§ **Goal a**
Summarize the notebook excerpt in two sentences.

§ **Document excerpt**
*-*-*

In [1]:
!pip install "pinecone-client[grpc]" sentence-transformers datasets



### Load [dataset](https://huggingface.co/datasets/quora)

In [2]:
from datasets import load_dataset

dataset = load_dataset("quora", split="train[0:50000]")

  from .autonotebook import tqdm as notebook_tqdm


In [3]:
dataset

Dataset({
    features: ['questions', 'is_duplicate'],
    num_rows: 50000
})

In [4]:
dataset[:5]

{'questions': [{'id': [1, 2],
   'text': ['What is the step by step guide to invest in share market in india?',
    'What is the step by step guide to invest in share market?']},
  {'id': [3, 4],
   'text': ['What is the story of Kohinoor (Koh-i-Noor) Diamond?',
    'What would happen if the Indian government stole the Kohinoor (Koh-i-Noor) diamond back?']},
  {'id': [5, 6],
   'text': ['How can I increase the speed of my internet connection while using a VPN?',
    'How can Internet speed be increased by hacking through DNS?']},
  {'id': [7, 8],
   'text': ['Why am I mentally very lonely? How can I solve it?',
    'Find the remainder when [math]23^{24}[/math] is divided by 24,23?']},
  {'id': [9, 10],
   'text': ['Which one dissolve in water quikly sugar, salt, methane and carbon di oxide?',
    'Which fish would survive in salt water?']}],
 'is_duplicate': [False, False, False, False, False]}

In [6]:
import pandas as pd
from IPython.display import display

pd.DataFrame(dataset[:5])

*-*-*

§ **Goal b**
Find each line of the records that contains the string "wetsuit", and copy every such line.

*-*-*

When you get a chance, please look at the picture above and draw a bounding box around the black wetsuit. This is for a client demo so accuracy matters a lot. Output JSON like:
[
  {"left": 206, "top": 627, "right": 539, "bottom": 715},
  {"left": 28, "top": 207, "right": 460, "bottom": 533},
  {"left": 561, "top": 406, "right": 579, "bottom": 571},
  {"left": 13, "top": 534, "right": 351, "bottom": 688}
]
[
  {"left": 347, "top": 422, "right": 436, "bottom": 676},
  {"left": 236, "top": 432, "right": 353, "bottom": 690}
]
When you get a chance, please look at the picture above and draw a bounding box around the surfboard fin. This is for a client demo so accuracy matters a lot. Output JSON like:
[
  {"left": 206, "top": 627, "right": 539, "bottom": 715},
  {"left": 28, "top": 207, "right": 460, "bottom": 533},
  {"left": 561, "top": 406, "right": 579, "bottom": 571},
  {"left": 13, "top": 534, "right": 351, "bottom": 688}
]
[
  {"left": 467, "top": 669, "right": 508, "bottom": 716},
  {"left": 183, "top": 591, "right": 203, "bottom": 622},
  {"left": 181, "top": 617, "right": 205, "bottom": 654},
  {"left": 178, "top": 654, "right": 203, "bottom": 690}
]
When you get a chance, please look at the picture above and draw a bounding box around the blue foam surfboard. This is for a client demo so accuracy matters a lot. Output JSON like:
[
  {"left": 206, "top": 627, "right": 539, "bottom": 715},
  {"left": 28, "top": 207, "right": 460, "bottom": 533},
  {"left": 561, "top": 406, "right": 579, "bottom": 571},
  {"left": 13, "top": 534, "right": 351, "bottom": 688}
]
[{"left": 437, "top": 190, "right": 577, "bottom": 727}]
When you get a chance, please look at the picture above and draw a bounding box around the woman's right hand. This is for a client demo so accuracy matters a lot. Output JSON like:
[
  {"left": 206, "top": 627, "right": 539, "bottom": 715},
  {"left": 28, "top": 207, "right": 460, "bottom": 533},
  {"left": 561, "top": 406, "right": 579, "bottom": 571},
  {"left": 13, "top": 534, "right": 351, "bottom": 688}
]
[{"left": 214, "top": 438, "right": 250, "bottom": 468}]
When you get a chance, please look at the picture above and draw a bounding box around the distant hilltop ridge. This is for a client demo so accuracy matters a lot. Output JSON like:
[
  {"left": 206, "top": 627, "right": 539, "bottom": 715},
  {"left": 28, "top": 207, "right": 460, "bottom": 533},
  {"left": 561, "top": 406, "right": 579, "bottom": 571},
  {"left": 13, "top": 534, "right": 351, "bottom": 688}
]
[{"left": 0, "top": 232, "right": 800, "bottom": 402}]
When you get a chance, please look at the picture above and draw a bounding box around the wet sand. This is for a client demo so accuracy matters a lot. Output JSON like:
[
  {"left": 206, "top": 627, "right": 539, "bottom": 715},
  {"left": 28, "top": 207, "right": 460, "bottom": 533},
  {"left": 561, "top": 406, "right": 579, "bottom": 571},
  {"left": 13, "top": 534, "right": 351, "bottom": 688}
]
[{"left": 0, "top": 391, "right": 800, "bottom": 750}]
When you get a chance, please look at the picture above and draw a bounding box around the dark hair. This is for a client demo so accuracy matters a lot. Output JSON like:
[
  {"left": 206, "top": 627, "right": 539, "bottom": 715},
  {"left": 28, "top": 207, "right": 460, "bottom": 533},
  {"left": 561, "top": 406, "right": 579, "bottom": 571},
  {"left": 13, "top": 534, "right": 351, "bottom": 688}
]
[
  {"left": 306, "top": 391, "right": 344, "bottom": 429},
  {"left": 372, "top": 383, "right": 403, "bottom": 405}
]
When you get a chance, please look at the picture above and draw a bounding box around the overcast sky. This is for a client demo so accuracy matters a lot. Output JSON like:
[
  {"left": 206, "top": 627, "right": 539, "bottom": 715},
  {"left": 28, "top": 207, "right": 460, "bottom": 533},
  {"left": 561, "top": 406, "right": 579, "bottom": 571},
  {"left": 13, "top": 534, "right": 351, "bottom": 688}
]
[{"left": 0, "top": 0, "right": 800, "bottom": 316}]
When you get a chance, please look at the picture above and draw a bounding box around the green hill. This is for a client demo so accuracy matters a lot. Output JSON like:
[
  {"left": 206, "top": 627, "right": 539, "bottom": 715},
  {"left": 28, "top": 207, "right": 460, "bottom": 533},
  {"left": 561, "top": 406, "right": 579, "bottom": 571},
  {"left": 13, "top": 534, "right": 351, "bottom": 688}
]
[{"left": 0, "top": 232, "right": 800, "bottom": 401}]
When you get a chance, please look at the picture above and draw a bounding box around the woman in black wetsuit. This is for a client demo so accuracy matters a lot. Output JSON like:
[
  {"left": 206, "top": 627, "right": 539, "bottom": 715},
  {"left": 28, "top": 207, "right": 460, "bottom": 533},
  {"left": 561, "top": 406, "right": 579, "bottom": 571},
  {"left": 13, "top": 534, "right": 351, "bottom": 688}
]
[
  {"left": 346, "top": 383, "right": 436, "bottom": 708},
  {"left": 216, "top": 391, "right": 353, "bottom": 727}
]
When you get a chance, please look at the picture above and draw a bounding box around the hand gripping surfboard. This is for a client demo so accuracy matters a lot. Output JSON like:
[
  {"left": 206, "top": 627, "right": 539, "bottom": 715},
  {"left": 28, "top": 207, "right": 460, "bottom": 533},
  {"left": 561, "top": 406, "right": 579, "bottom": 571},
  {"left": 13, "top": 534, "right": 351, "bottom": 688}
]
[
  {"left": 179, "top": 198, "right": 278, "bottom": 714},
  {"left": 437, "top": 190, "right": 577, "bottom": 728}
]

*-*-*

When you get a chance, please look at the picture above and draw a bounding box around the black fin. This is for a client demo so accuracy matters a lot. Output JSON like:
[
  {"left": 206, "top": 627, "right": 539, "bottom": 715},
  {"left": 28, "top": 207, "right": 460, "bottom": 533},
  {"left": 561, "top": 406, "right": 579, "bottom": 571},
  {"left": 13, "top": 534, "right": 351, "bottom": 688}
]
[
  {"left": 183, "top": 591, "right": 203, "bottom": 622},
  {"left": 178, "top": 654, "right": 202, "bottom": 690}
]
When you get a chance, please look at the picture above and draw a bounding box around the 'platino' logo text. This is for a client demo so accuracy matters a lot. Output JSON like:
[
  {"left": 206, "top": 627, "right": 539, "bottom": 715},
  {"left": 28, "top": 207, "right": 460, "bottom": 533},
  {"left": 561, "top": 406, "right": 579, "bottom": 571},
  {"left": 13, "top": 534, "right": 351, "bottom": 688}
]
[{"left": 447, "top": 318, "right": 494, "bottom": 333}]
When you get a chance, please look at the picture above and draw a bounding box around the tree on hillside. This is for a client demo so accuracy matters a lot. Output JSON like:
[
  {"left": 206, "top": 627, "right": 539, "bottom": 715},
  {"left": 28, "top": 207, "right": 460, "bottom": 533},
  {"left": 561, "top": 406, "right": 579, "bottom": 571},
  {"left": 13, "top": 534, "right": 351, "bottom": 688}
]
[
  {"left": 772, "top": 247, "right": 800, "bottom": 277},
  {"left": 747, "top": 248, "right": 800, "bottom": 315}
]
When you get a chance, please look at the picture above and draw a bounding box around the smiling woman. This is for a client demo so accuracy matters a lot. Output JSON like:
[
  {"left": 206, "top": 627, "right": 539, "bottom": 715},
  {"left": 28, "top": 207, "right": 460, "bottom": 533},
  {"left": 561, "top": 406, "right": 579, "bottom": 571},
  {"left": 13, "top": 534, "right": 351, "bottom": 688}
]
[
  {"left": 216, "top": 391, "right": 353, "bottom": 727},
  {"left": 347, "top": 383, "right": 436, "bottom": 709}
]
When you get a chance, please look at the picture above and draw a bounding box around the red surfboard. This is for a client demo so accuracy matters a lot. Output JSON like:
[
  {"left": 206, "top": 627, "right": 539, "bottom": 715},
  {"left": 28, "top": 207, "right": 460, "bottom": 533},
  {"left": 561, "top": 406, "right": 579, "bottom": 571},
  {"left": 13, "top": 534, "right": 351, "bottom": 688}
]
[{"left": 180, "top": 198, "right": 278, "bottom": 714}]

*-*-*

§ **Result a**
The notebook excerpt installs the pinecone-client (with gRPC), sentence-transformers, and datasets packages, then uses load_dataset to load the first 50,000 rows of the Quora training split. It shows that the dataset has the features 'questions' and 'is_duplicate', prints the first five entries (each a pair of question texts with IDs, none marked as a duplicate), and imports pandas to display those five entries as a DataFrame.

§ **Result b**
When you get a chance, please look at the picture above and draw a bounding box around the black wetsuit. This is for a client demo so accuracy matters a lot. Output JSON like:
When you get a chance, please look at the picture above and draw a bounding box around the woman in black wetsuit. This is for a client demo so accuracy matters a lot. Output JSON like:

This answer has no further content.